---- Input
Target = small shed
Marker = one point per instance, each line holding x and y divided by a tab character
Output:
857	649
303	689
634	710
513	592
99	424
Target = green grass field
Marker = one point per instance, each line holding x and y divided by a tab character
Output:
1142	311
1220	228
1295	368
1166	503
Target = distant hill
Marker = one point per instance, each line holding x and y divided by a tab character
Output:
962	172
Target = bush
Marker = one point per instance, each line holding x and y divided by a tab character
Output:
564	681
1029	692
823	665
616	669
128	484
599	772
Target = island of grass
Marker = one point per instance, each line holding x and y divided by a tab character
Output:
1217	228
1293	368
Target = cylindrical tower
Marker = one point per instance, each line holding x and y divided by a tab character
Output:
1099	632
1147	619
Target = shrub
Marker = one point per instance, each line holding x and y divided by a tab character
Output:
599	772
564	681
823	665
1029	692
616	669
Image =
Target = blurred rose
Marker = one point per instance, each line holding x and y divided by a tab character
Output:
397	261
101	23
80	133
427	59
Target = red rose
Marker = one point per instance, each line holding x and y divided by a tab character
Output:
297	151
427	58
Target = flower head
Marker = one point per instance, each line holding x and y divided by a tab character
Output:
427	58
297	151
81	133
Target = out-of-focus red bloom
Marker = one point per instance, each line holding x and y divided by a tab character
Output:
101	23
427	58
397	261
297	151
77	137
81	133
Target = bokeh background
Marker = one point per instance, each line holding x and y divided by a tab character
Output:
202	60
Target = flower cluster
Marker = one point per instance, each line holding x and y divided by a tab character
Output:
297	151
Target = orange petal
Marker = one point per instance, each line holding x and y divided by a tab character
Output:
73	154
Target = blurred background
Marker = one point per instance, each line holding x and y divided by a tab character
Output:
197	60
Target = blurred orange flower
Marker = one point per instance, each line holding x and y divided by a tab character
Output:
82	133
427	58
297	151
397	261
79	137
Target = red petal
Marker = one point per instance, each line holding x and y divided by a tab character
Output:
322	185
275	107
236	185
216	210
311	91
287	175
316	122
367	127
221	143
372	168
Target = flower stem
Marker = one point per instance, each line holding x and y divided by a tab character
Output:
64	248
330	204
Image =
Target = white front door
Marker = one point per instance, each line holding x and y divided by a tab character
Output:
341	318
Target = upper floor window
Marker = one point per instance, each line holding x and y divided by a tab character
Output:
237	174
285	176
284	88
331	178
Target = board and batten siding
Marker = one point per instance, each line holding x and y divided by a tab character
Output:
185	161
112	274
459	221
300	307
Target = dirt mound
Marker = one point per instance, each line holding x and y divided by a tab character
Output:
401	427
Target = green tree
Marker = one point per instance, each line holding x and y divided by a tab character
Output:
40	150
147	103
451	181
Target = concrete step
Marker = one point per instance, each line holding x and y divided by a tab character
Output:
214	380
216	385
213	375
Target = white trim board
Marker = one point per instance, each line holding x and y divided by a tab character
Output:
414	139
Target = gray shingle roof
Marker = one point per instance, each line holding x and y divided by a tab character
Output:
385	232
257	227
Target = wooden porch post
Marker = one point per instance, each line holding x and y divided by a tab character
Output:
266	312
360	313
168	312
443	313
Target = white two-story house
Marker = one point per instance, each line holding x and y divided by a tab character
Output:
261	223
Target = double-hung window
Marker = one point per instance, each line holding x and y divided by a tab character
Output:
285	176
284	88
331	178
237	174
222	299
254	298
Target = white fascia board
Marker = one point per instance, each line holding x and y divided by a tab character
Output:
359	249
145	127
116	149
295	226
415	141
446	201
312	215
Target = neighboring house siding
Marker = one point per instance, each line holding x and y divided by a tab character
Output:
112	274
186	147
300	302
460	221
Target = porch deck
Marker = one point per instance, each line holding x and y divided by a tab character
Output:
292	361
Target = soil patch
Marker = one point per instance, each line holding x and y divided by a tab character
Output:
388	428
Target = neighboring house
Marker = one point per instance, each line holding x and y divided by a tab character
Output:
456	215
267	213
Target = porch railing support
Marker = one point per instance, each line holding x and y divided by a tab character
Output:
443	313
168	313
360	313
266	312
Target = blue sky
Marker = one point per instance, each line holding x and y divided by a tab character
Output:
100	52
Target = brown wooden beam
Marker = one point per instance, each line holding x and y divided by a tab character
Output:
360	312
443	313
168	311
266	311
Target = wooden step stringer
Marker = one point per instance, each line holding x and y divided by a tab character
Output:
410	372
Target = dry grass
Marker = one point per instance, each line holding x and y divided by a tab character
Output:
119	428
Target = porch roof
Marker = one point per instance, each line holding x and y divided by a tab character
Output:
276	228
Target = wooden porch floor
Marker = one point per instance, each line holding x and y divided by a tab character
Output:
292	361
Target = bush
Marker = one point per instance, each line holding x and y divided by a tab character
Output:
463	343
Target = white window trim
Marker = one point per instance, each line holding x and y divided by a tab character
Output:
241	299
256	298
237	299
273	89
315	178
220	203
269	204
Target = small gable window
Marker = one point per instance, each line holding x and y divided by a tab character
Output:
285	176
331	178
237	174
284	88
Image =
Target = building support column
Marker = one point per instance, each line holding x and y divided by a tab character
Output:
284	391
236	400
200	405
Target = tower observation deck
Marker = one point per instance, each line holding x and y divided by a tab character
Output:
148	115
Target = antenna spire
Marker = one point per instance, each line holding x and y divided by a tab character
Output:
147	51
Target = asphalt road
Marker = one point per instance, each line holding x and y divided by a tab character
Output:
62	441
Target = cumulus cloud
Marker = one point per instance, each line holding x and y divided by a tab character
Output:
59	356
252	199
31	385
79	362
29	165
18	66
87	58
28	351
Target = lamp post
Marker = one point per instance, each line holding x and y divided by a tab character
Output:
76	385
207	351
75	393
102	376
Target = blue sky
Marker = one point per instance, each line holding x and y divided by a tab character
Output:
--------
### Problem
Reproduce all of the records above word for word, keeping every line in its original order.

### Solution
Target = small shed
Marker = one point per instance, each line holding x and y divided by a tab character
Output:
857	649
303	689
634	710
513	592
99	424
Target = green grass field
Marker = one point per instance, each line holding x and y divided by a tab character
Output:
1142	311
1220	228
1295	368
1166	503
Target = distant hill
Marker = one point per instance, each line holding x and y divided by a tab character
Output:
962	172
Target = bush
Marker = one point per instance, each line holding x and y divided by a tab character
Output:
564	681
1029	692
823	665
616	669
128	484
599	772
Target = island of grass
Marker = one point per instance, each line holding x and y divided by a tab character
Output:
1217	228
1293	368
Target = cylindrical tower
Marker = one point per instance, each line holding x and y divided by a tab character
Output:
1099	632
1147	619
Target = shrub
Marker = one point per instance, each line holding x and y divided by a tab character
Output:
599	772
564	681
823	665
1029	692
616	669
Image =
Target = blurred rose
Marker = one point per instance, each line holding x and y divided by a tab character
Output:
397	261
101	23
80	133
427	59
Target = red rose
Marker = one point per instance, each line holding x and y divided by a tab character
Output:
297	151
427	58
Target = flower head
Marker = one point per instance, each line holding x and y divided by a tab character
Output:
427	58
297	151
81	133
Target = out-of-focus red bloom
Marker = one point per instance, each line holding x and y divided by a tab character
Output:
101	23
427	58
397	261
297	151
77	137
81	133
Target = bokeh background
Marker = one point per instance, each line holding x and y divided by a tab character
Output:
202	60
Target = flower cluster
Marker = one point per instance, each line holding x and y divided by a tab character
Output:
297	151
Target = orange petal
Marker = one point per instance, each line holding x and y divided by a tab character
Output:
73	154
Target = blurred background
Marker = one point per instance, each line holding x and y divided by a tab character
Output:
197	60
Target = blurred orange flower
Marker = one point per instance, each line holding x and y divided by a tab character
Output:
82	133
427	58
297	151
397	261
79	137
Target = red petal
Marker = one point per instance, each line holding x and y divided by a tab character
Output:
322	185
275	107
236	185
216	210
311	91
287	175
316	122
367	127
221	143
372	168
Target = flower stem
Marker = one point per instance, each line holding x and y divided by a tab character
Output:
64	248
330	204
Image =
Target = white front door
Marker = one point per instance, each line holding x and y divided by a tab character
Output:
341	318
Target = upper floor window
Marker = one point per instance, each line holding x and y divided by a tab character
Output:
237	174
285	176
284	88
331	178
Target = board and batten siding
Marker = one point per instance, each line holding x and y divided by a tab character
Output:
185	161
112	274
459	221
300	307
Target = dirt mound
Marker = one point per instance, each line holding x and y divided by a tab character
Output:
401	427
Target = green tree
Marker = one point per instance, each line holding x and y divided by a tab character
Output:
40	150
147	103
451	181
Target = concrete step
Marker = one point per instance, each line holding x and y divided by a tab character
Output:
214	380
216	385
213	375
Target = white trim board
Marker = one point per instance, each line holding x and y divided by a tab character
Output:
414	139
Target = gray shingle roof
Marker = one point per instance, each line holding x and y divided by a tab character
Output:
385	232
257	227
Target = wooden porch post
Marker = one point per instance, each line holding x and y divided by a tab character
Output:
266	312
360	313
168	312
443	313
Target = white two-story house
Marker = one point per instance, each line holding x and y divided by a tab character
Output:
261	223
Target = double-hung window
Marker = one point per instance, each line holding x and y divided by a tab character
Output:
285	176
284	88
331	178
237	174
222	299
254	298
Target = white fascia board
Marker = one point per instance, each line holding x and y divided by a tab character
Output:
359	249
145	127
116	149
295	226
415	141
446	201
312	215
Target = neighboring house siding
Marker = one point per instance, each line holding x and y divided by a tab character
Output:
112	274
186	147
300	302
460	221
Target = porch deck
Marker = one point per instance, each line holding x and y divided by a tab character
Output:
292	361
Target = soil patch
Marker = one point per instance, each line holding x and y divided by a tab character
Output:
388	428
Target = neighboring house
Marker = one point per instance, each line holding x and y divided by a tab character
Output:
456	215
267	213
Target = porch railing support
Marker = one point per instance, each line holding x and y divided by a tab character
Output:
443	313
168	313
360	313
266	312
Target = blue sky
Marker = one point per instance, each line holding x and y divided by a tab character
Output:
100	52
Target = brown wooden beam
Marker = one point per instance, each line holding x and y divided by a tab character
Output:
360	312
443	313
168	311
266	311
Target = wooden step stringer
Marker = one point per instance, each line holding x and y divided by a tab character
Output:
410	372
Target = dry grass
Marker = one point per instance, each line holding x and y divided by a tab character
Output:
119	428
Target = porch roof
Marker = one point per instance, each line holding x and y divided by a tab character
Output:
276	228
Target = wooden porch floor
Marker = one point per instance, each line holding x and y divided by a tab character
Output:
292	361
Target = bush
Marker = one point per instance, each line holding x and y divided by a tab character
Output:
463	343
Target = white window trim
Marker = one point per instance, each line holding x and y divided by a tab character
Output:
241	299
256	298
237	299
273	89
315	178
220	203
269	204
Target = small gable window
Marker = one point per instance, each line holding x and y divided by a tab character
Output:
285	176
331	178
237	174
284	88
Image =
Target = building support column
Marker = one point per instance, each line holding x and y divided by a tab character
Output:
284	391
236	400
200	405
Target = tower observation deck
Marker = one point per instance, each line holding x and y divided by a tab character
Output:
148	115
Target = antenna spire
Marker = one point per instance, each line holding x and y divided by a tab character
Output:
147	51
Target = asphalt road
Marker = one point per instance, each line holding x and y divided by a tab character
Output:
62	441
Target = cumulus cloud
Marker = one point per instance, each line holding x and y divided by a tab character
Output:
59	356
252	199
31	385
79	362
29	165
18	66
87	58
28	351
Target = lamp post
Marker = one point per instance, each line holding x and y divided by a tab character
Output:
76	385
207	351
75	393
102	376
Target = blue sky
Marker = one point per instance, each line holding x and y divided by a tab character
Output:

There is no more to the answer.